Provided records section start
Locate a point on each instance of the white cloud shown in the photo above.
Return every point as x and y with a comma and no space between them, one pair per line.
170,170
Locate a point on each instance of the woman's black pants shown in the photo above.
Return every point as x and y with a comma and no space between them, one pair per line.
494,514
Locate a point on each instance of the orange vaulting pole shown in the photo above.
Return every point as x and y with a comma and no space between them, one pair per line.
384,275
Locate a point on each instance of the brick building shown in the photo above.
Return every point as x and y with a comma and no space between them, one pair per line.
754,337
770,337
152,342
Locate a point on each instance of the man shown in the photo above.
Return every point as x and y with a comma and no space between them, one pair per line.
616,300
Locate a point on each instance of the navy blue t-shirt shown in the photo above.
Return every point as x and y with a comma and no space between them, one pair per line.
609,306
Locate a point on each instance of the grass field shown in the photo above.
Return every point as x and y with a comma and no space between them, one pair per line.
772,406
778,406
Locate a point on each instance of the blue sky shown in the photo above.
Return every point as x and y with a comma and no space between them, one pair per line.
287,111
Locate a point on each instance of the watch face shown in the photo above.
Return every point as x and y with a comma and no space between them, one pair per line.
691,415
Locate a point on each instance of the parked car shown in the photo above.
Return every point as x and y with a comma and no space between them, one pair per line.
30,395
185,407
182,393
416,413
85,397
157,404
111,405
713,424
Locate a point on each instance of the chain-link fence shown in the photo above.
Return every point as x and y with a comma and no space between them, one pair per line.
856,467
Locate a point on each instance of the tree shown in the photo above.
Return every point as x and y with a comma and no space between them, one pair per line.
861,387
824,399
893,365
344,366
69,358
Provided records section end
• [To do] Return every line above where "shown" appears.

• [Task output]
Locate a point on each instance of the white cloud shown in the photo above.
Locate a point on each instance of the woman's black pants shown in the photo above.
Locate a point on each instance of the orange vaulting pole shown in the photo above.
Locate a point on each instance of the brick building shown in the photo above.
Locate a point on each instance of the man shown in the photo above.
Locate a point on each instance of the navy blue t-shirt shown in the photo above.
Locate a point on each instance of the grass field shown in the photo above.
Locate a point on each instance of the blue sky shown in the photo above.
Locate a point on each instance of the watch face shown in the photo above.
Locate a point on each instance of the parked car shown in the photo above.
Locate a point on each instance of the chain-link fence shown in the photo above.
Locate a point on each instance of the tree shown in the photo above.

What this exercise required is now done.